• **SUPPLIED ENTRIES**:
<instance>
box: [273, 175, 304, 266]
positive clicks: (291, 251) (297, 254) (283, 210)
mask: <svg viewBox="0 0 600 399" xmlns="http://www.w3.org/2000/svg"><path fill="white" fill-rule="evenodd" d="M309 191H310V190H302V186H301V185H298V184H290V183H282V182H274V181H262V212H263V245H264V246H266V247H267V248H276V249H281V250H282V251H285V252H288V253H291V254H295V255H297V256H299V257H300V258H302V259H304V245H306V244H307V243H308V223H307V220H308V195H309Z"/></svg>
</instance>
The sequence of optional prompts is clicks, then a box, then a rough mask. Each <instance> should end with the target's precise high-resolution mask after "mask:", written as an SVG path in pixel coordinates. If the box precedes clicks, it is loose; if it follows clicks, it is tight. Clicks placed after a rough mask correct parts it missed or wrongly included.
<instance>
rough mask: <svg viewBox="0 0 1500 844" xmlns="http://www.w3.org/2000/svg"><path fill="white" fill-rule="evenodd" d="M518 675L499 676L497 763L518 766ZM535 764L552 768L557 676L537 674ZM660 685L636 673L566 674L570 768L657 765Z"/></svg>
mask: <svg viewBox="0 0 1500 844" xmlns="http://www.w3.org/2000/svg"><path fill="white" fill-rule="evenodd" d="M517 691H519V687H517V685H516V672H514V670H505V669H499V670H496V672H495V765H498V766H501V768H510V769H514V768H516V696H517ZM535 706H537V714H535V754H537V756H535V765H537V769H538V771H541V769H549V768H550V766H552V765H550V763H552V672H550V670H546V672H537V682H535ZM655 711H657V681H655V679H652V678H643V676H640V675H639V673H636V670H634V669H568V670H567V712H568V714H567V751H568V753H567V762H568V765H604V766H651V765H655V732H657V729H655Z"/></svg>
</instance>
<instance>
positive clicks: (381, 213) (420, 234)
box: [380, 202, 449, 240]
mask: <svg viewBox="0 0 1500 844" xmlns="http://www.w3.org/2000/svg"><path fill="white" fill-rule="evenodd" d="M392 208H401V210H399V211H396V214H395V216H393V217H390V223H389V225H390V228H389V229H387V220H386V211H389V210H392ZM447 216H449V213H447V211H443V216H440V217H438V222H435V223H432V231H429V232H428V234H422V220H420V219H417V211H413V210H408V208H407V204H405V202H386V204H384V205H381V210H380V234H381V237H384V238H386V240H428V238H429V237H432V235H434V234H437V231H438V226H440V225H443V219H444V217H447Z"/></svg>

• **ABOUT THIS TASK**:
Output an identical copy of every record above.

• **THE COMPLETED TASK**:
<instance>
box: [273, 175, 304, 266]
positive clicks: (291, 251) (297, 254) (283, 210)
mask: <svg viewBox="0 0 600 399" xmlns="http://www.w3.org/2000/svg"><path fill="white" fill-rule="evenodd" d="M309 191H310V190H302V186H301V185H298V184H290V183H282V182H274V181H262V212H263V245H264V246H266V247H267V248H276V249H281V250H282V251H285V252H288V253H291V254H295V255H297V256H299V257H300V258H302V259H304V245H306V244H307V243H308V223H307V220H308V195H309Z"/></svg>
</instance>
The sequence of optional prompts is clicks, then a box, then a rough mask. Each <instance> should end with the target's precise high-resolution mask after "mask:", written as an SVG path in pixel coordinates. If the box precedes clicks, it is loose; if it follows clicks, it is tight. Clicks placed after a rough mask correct parts it missed or wrongly included.
<instance>
rough mask: <svg viewBox="0 0 1500 844" xmlns="http://www.w3.org/2000/svg"><path fill="white" fill-rule="evenodd" d="M518 675L499 676L497 763L518 766ZM535 764L552 768L557 676L537 674ZM660 685L636 673L566 674L570 768L657 765Z"/></svg>
mask: <svg viewBox="0 0 1500 844" xmlns="http://www.w3.org/2000/svg"><path fill="white" fill-rule="evenodd" d="M517 691H519V687H517V685H516V672H514V670H505V669H499V670H496V672H495V765H498V766H501V768H510V769H514V768H516V696H517ZM535 706H537V714H535V754H537V756H535V765H537V769H538V771H541V769H549V768H550V766H552V765H550V763H552V672H550V670H546V672H537V682H535ZM655 711H657V681H655V679H652V678H643V676H640V675H639V673H636V670H634V669H568V670H567V712H568V714H567V751H568V753H567V762H568V765H604V766H651V765H655V732H657V729H655Z"/></svg>
</instance>
<instance>
positive clicks: (381, 213) (420, 234)
box: [380, 202, 449, 240]
mask: <svg viewBox="0 0 1500 844" xmlns="http://www.w3.org/2000/svg"><path fill="white" fill-rule="evenodd" d="M392 208H401V210H399V211H396V214H395V216H393V217H390V223H389V225H390V228H389V229H387V220H386V211H389V210H392ZM447 216H449V213H447V211H443V216H440V217H438V222H435V223H432V231H429V232H428V234H422V220H420V219H417V211H413V210H408V208H407V204H405V202H386V204H384V205H381V210H380V234H381V237H384V238H386V240H428V238H429V237H432V235H434V234H437V231H438V226H440V225H443V219H444V217H447Z"/></svg>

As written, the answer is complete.